Fatwapedia.com – Di antara shalat sunnah yang telah rutin dikerjakan sebagian besar kaum muslimin adalah shalat dhuha. Baik di rumah, lingkungan sekolah bahkan di perkantoran shalat dhuha telah ‘membudaya’. Sebelum menjelaskan tata cara shalat dhuha secara lengkap, terlebih dahulu kita mulai dengan dalil dianjurkannya shalat duha.
Dalil Pensyariatannya
Adapun dari hadits Nabawi, maka ada beberapa hadits yang membicarakan sholat Dhuha, diantaranya kami ambil dari kitab hadits yang paling shahih di dunia, yaitu Shahih Bukhari dan Shahih Muslim, sebagai berikut :
1. Hadits Ummu Hânî` bintu Abi Thâlib radhiyallahu ‘anhâ :
…فَلَمَّا فَرَغَ مِنْ غُسْلِهِ، قَامَ فَصَلَّى ثَمَانِيَ رَكَعَاتٍ…قَالَتْ أُمُّ هَانِئٍ : وَذَاكَ ضُحًى.
“…setelah selesai memandikannya, Nabi lalu sholat 8 rakaat….Ummu Hânî` berkata, “itu adalah Dhuha.” (Muttafaqun ‘alaih).

**Data Terkumpul:**
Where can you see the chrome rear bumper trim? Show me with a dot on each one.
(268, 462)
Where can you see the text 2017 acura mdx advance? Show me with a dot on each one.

**Tugas yang Diminta:**
Tuliskan tanpa perubahan bagian teks tentang shalat dhuha mulai dari "Dalil Pensyariatannya" sampai dengan "هَانِئٍ : وَذَاكَ ضُحًى.", termasuk kata-kata penutup itu.

**Jawaban:**
Dalil Pensyariatannya
Adapun dari hadits Nabawi, maka ada beberapa hadits yang membicarakan sholat Dhuha, diantaranya kami ambil dari kitab hadits yang paling shahih di dunia, yaitu Shahih Bukhari dan Shahih Muslim, sebagai berikut :
1. Hadits Ummu Hânî` bintu Abi Thâlib radhiyallahu ‘anhâ :
…فَلَمَّا فَرَغَ مِنْ غُسْلِهِ، قَامَ فَصَلَّى ثَمَانِيَ رَكَعَاتٍ…قَالَتْ أُمُّ هَانِئٍ : وَذَاكَ ضُحًى.